WHAT THE TASK ASKS: Convert every line of the records below into a numbered list, leaving out any blank lines.

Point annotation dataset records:

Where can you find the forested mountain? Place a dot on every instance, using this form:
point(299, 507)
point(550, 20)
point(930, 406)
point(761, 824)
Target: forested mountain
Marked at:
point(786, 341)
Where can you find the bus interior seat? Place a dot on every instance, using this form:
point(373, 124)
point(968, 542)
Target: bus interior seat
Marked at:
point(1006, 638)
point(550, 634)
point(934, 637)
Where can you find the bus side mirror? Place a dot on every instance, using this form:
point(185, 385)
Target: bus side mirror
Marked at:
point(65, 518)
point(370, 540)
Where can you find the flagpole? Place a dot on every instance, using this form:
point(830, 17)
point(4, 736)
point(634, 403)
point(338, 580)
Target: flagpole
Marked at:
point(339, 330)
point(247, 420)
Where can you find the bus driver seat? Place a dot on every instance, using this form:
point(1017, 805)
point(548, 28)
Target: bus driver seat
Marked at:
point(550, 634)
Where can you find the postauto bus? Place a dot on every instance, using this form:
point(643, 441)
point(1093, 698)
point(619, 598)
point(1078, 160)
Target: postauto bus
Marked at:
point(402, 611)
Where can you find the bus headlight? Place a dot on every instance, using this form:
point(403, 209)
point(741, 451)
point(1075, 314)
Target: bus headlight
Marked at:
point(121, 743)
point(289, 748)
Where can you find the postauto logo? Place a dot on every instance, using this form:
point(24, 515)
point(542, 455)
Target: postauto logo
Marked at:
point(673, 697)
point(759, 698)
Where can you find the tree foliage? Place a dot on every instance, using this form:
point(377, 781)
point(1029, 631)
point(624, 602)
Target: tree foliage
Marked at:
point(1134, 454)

EXERCISE SOLUTION:
1. Where can you find the forested mountain? Place a dot on every instance, using this form:
2. point(299, 507)
3. point(550, 20)
4. point(930, 406)
5. point(761, 824)
6. Target: forested mountain
7. Marked at:
8. point(786, 341)
9. Where can you find the bus interior seat? Place a dot on every instance, using this form:
10. point(373, 124)
11. point(968, 542)
12. Target: bus interior seat
13. Marked at:
14. point(1006, 638)
15. point(550, 634)
16. point(934, 637)
17. Where can you find the bus side mirror? Place a dot on every instance, using this form:
18. point(185, 385)
19. Target: bus side mirror
20. Marked at:
21. point(65, 518)
22. point(370, 540)
23. Where can you find the flagpole? Place a dot on every instance, using this form:
24. point(830, 17)
25. point(4, 736)
26. point(634, 403)
27. point(338, 580)
28. Target: flagpole
29. Marked at:
30. point(339, 330)
31. point(247, 420)
32. Where can you find the bus driver seat? Place a dot on every instance, using this form:
33. point(1017, 805)
34. point(548, 28)
35. Target: bus driver seat
36. Marked at:
37. point(550, 634)
38. Where can you find the postauto bus? Place a dot on every instance, using this form:
39. point(643, 441)
40. point(1093, 698)
41. point(619, 598)
42. point(1078, 160)
43. Target: postauto bus
44. Marked at:
45. point(402, 611)
46. Where can you find the bus headlight? Place a dot on every instance, using this form:
47. point(403, 209)
48. point(741, 451)
49. point(1075, 314)
50. Target: bus headlight
51. Marked at:
52. point(121, 743)
53. point(289, 748)
54. Where can you find the postauto logo? Place a dot on every instance, using this form:
55. point(24, 515)
56. point(542, 455)
57. Target: postauto logo
58. Marked at:
59. point(673, 697)
60. point(759, 698)
61. Where can you find the tree foliage? Place a dot on every instance, using this form:
62. point(377, 781)
63. point(1029, 631)
64. point(624, 602)
65. Target: tree foliage
66. Marked at:
67. point(1134, 454)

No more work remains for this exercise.